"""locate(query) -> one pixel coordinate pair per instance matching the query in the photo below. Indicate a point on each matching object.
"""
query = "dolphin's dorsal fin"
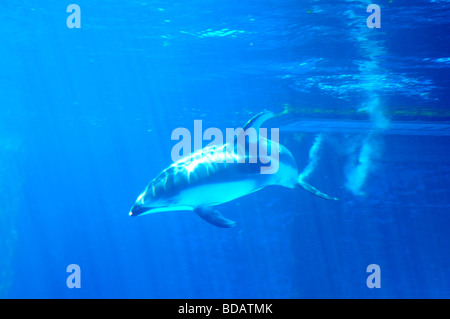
(255, 122)
(214, 217)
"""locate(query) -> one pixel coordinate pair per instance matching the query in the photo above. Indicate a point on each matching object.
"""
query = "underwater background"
(86, 121)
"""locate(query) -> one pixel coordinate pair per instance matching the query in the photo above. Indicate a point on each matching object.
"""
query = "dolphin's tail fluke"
(314, 190)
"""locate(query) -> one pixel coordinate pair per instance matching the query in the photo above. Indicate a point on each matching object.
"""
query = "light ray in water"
(313, 158)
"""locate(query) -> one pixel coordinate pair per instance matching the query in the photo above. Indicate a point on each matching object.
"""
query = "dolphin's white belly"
(215, 194)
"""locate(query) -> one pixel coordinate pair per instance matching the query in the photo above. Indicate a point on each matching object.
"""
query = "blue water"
(86, 122)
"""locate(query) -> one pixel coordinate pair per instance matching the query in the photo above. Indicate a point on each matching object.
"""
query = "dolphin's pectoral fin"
(214, 217)
(314, 190)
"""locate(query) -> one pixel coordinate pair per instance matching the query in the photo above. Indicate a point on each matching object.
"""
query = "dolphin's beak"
(137, 210)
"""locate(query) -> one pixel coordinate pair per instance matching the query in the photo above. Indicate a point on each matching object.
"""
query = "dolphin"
(207, 178)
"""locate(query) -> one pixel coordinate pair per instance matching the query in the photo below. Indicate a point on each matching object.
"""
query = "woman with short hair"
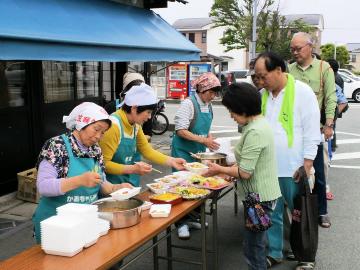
(256, 164)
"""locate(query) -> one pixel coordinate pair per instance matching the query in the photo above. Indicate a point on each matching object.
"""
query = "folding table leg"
(236, 203)
(155, 253)
(215, 233)
(168, 247)
(203, 236)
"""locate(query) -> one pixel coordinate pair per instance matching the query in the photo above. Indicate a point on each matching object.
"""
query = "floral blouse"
(54, 151)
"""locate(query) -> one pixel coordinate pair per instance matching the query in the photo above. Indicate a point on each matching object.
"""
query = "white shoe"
(183, 232)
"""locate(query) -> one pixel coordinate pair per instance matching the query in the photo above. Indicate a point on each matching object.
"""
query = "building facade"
(354, 53)
(200, 31)
(74, 51)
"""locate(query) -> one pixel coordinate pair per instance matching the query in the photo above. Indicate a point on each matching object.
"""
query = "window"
(87, 75)
(58, 81)
(224, 66)
(12, 84)
(353, 58)
(203, 37)
(192, 37)
(106, 80)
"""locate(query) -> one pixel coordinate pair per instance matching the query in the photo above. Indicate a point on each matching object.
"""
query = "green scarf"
(286, 115)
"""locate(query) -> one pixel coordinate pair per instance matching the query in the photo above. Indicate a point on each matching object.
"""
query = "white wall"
(215, 48)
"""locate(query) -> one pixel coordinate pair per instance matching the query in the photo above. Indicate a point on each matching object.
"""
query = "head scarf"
(140, 95)
(131, 76)
(205, 82)
(85, 114)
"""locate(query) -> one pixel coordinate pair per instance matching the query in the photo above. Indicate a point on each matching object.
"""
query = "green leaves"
(342, 54)
(273, 32)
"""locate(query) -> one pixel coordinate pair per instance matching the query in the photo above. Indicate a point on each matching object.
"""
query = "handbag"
(304, 226)
(256, 219)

- **Objetivo del ejercicio**
Localiza en los registros anteriores cada línea que contenga la palabra "dolphin" y cópiala íntegra. La búsqueda distingue entre mayúsculas y minúsculas.

- **Resultado**
query = "dolphin's dorsal fin"
query = "dolphin's tail fluke"
query = "dolphin's white belly"
query = "dolphin's pectoral fin"
query = "dolphin's beak"
query = "dolphin"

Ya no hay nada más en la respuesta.